TASK: Retype each record below word for word. Leave the pictures out.

DATA ROWS:
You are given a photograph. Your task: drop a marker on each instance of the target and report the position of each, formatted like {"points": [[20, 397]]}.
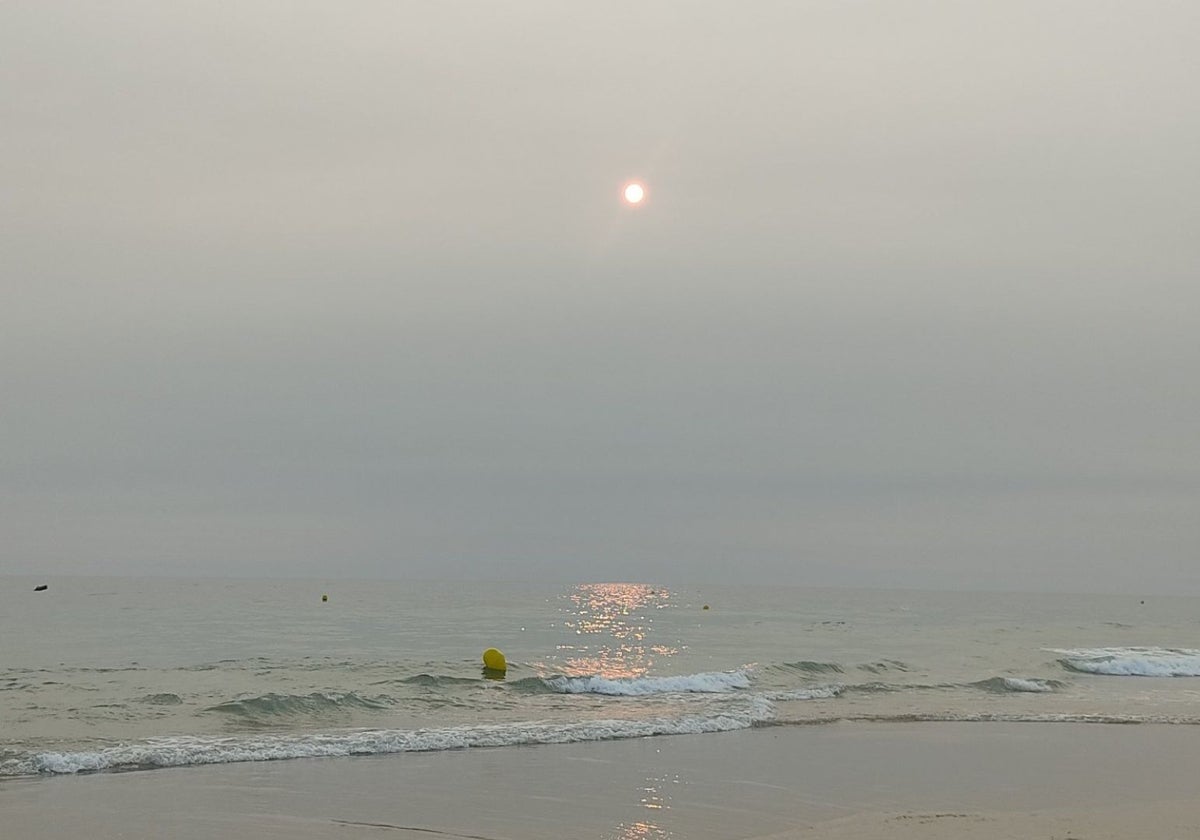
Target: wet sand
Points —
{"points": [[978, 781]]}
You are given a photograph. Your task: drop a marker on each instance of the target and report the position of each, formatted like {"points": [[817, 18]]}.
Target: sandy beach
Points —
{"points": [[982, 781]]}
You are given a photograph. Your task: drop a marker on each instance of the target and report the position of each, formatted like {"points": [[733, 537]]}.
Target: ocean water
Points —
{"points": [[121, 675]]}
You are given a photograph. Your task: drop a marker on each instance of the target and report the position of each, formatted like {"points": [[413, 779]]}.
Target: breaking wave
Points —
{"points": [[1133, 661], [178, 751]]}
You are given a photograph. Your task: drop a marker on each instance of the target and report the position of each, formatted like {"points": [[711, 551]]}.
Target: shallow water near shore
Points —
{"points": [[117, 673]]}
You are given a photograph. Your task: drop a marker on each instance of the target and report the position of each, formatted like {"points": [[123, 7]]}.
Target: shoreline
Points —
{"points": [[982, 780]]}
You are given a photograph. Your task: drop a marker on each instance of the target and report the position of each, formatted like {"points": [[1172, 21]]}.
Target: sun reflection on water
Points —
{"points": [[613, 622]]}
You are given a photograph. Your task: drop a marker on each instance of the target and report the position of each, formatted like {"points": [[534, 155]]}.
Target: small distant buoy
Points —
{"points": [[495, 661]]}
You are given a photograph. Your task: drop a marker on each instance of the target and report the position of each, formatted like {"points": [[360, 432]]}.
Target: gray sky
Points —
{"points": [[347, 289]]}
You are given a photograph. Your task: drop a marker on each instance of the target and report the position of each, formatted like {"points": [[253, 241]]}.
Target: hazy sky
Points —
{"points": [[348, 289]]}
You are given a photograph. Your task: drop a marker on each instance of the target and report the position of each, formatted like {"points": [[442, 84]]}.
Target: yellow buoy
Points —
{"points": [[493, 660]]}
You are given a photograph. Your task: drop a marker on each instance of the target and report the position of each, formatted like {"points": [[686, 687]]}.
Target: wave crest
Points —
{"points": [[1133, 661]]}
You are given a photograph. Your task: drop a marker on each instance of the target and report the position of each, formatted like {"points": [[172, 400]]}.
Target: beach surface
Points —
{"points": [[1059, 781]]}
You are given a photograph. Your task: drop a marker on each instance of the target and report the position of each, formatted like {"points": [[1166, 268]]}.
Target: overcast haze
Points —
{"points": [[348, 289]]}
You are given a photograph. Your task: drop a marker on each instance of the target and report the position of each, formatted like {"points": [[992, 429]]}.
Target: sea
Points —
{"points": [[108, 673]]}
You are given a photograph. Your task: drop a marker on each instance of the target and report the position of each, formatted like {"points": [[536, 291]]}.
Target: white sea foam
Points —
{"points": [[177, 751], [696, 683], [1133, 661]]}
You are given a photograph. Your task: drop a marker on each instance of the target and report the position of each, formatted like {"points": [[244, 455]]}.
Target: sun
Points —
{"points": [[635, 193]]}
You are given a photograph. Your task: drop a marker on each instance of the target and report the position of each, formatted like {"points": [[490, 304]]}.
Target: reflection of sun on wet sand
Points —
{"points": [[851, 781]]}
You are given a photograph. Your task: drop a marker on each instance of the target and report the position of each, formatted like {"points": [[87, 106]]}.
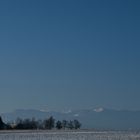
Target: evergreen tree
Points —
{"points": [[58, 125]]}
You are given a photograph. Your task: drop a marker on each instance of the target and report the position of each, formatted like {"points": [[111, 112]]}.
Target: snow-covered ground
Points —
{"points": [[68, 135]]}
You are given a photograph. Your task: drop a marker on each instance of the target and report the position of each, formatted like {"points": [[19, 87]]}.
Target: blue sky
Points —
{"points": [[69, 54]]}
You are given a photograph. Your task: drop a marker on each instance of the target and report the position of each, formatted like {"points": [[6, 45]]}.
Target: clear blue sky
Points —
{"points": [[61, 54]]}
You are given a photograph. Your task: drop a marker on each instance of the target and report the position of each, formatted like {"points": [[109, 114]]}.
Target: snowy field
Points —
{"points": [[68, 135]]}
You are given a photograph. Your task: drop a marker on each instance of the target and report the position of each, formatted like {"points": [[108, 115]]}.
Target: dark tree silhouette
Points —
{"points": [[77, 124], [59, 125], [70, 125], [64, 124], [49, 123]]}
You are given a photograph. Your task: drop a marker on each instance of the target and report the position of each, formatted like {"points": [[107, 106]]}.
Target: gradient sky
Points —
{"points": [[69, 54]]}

TASK RESULT:
You are given a photograph. Your task: drop a marker on each instance of the target and report the position of each, formatted like {"points": [[20, 397]]}.
Target: wet sand
Points —
{"points": [[978, 781]]}
You are given a photograph. Your task: drop a marker on each instance of the target and report the position of each, formatted like {"points": [[817, 18]]}.
Target: sandy beach
Points —
{"points": [[982, 781]]}
You are given a photograph. Your task: drop a marker on each instance of the target and report the position of each, formatted like {"points": [[733, 537]]}.
Target: ocean water
Points —
{"points": [[121, 675]]}
You are given a photograph. Your task: drop a marker on each instance of the target and report the position of each, formatted like {"points": [[413, 779]]}.
Target: breaking wave
Points —
{"points": [[1133, 661], [178, 751]]}
You are given a photograph. Your task: drop a marker on each instance of the target and report the position of each, formatted like {"points": [[711, 551]]}.
Target: shallow water near shore
Points —
{"points": [[117, 673]]}
You are given a photograph. Your task: drop a marker on each instance of the target and report the position of each, formatted like {"points": [[123, 7]]}.
Target: shoreline
Points —
{"points": [[982, 780]]}
You are given a photograph. Your task: drop a marker on each instance of the target and report the position of each, formatted like {"points": [[1172, 21]]}.
Target: sun reflection on water
Points —
{"points": [[613, 622]]}
You are given a photograph. Your task: drop a marker on each instance of the target and report the position of each, formatted like {"points": [[534, 155]]}.
Target: small distant buoy
Points —
{"points": [[495, 661]]}
You are given a photograph. Your task: drop a marker on each instance of the target and report the position of each, formatted like {"points": [[360, 432]]}.
Target: gray sky
Points —
{"points": [[347, 289]]}
You are given a photograph. Your task: drop a marker on each instance of the target and report the position of each, formatted like {"points": [[253, 241]]}.
Target: hazy sky
Points —
{"points": [[348, 289]]}
You are given a photograph. Your task: drop a marker on each instance of the target and report the position of each, formatted like {"points": [[442, 84]]}.
Target: yellow buoy
Points —
{"points": [[493, 660]]}
You are given a photograph. Your task: drop a marker on each instance of the target and report the position of each, formatted like {"points": [[686, 687]]}.
Target: wave crest
Points —
{"points": [[1133, 661]]}
You are given a photograph. Your task: drop a marker on each instance of the target and report the position of each, formatted like {"points": [[172, 400]]}.
Target: beach surface
Points —
{"points": [[1059, 781]]}
You are given a photograph. Your task: drop a marker on each instance of the target and report the position of each, formatted like {"points": [[1166, 268]]}.
Target: overcast haze
Points —
{"points": [[348, 289]]}
You are given a photograph. Your task: drop a marker on each instance of the target and report the position of each, formatted like {"points": [[992, 429]]}.
Target: sea
Points —
{"points": [[108, 673]]}
You are given a photograph. Your task: drop a marker on each instance of the target and report the position of each, formatted like {"points": [[536, 291]]}.
Target: white sea foam
Points —
{"points": [[177, 751], [696, 683], [1133, 661]]}
You are given a photograph. Your task: drop a marker on each instance of the target and report the position of each, formatted like {"points": [[244, 455]]}.
Target: sun
Points —
{"points": [[635, 193]]}
You are given a photograph. Your task: drop a marker on each instance of the target and report the position of each, formatted like {"points": [[490, 304]]}.
Target: reflection of sun on wet sand
Points —
{"points": [[851, 781]]}
You are given a photograph. Your task: drop a marker on each instance of the target and report the position of each, formatted like {"points": [[87, 106]]}.
Target: evergreen tree
Points —
{"points": [[58, 125]]}
You are given a photograph. Your task: drop a marker on each instance of the target and report the position of each, formatted like {"points": [[111, 112]]}.
Target: snow-covered ground
Points —
{"points": [[68, 135]]}
You are given a photograph. Your task: drop a marker on each instance of the target and report the position of each, formatted like {"points": [[19, 87]]}.
Target: blue sky
Points —
{"points": [[69, 54]]}
You are given a photograph. Your task: drop a marker on each instance of the target and report the position of each, formatted like {"points": [[6, 45]]}.
Target: clear blue sky
Points —
{"points": [[61, 54]]}
You are given a photograph. Your task: drop a marker on each instance of the target and report the position of each, formatted like {"points": [[109, 114]]}.
Target: snowy field
Points —
{"points": [[68, 135]]}
You are given a photograph. Your task: drop a marker on each instance of the target and report the position of each, formatted like {"points": [[108, 115]]}.
Target: dark tree silhouette
Points —
{"points": [[77, 124], [59, 125], [70, 125], [64, 124], [49, 123]]}
You are given a photograph. Your task: drop a marker on each instance of the target and report the position of each, formatted like {"points": [[107, 106]]}.
Target: gradient sky
Points —
{"points": [[69, 54]]}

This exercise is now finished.